*Excerpted passage*.
--- START ---

About 25 years ago Jack Harriott became a custodian of Waurn Ponds Memorial Reserve. He speaks to Luke Voogt about the “local treasure” and life during COVID-19.
Tell us about you…
I’m 86, I started work in Waurn Ponds in 1952 and have been here ever since. I grew up in Newtown and joined the national service in 1952. They were getting us ready for the Korean War but it finished before they needed us. I had just got out of national service and was looking for a job on a farm and I found one in Waurn Ponds.
I married my wife Glenda in 1959. She came from the Mornington Peninsula – she saw something she liked over here. I started my own farm, where I worked until I retired a dozen years ago. We have four children and a dozen grandchildren, maybe more! And we’ve got five great-grandkids. I’m a Richmond barracker, which is of much annoyance to my wife because she barracks for Geelong. I love it when Geelong plays Richmond.

--- END ---

*Recorded information*.
--- START ---

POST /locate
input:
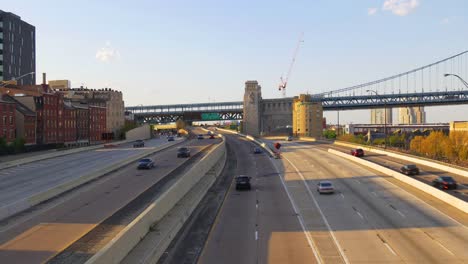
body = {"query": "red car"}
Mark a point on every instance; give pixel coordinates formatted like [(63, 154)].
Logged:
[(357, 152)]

--- END ---
--- START ---

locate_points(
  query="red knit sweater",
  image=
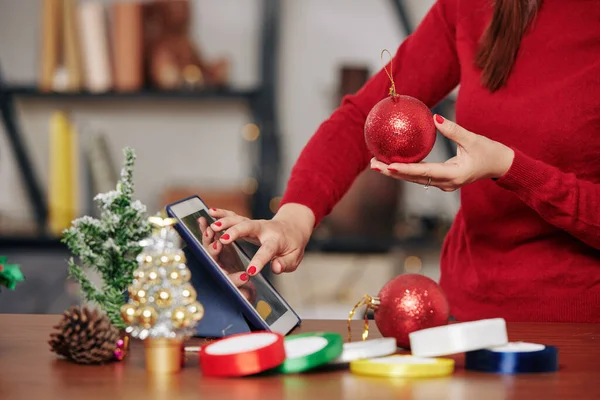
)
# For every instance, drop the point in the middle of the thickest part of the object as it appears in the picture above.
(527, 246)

--- END ---

*Task set*.
**a)** Answer these questions about the interview with Jack Harriott, giving each answer on its own line with the same mark:
(i) In what year did he start work in Waurn Ponds?
(ii) In what year did he marry Glenda?
(iii) Which team does his wife barrack for?
**b)** Continue the interview with Jack Harriott from its last sentence.

*Answers to this exercise*.
**a)**
(i) 1952
(ii) 1959
(iii) Geelong

**b)**
How did you help save Waurn Ponds Memorial Reserve?
The reserve replaced the Waurn Ponds’ Avenue of Honour trees, which were planted in July 1919 in memory of residents who served in World War I. It’s 101-years-old now and it’s a local treasure. The land was going to be sold off nearly 25 years ago and it had no right to be sold. We jumped up and down, and it sort of kicked off from there. I got the RSL in Melbourne involved, wrote some letters and ran a local campaign. The owners, now known as the Department of Environment, Land, Water and Planning, put us there as a committee of management. All the names it was dedicated to had vanished. I went and saw an old bloke named Glen Lugg and he told me about some of them and my wife and daughter researched some others. We had help from the RSL, Bruce Ruxton and other locals.
We made lots of improvements there and put a fence around it in 2016, with some help from the locals. It’s a very popular spot now.
What do you like to do locally?
We go to the RSL and the local hotel. I reckon at Geelong and Waurn Ponds we’ve got the best of both worlds, it’s close to the city and we can go to the beaches if we want to.
How has COVID-19 affected you and what are you looking forward to once the pandemic is over?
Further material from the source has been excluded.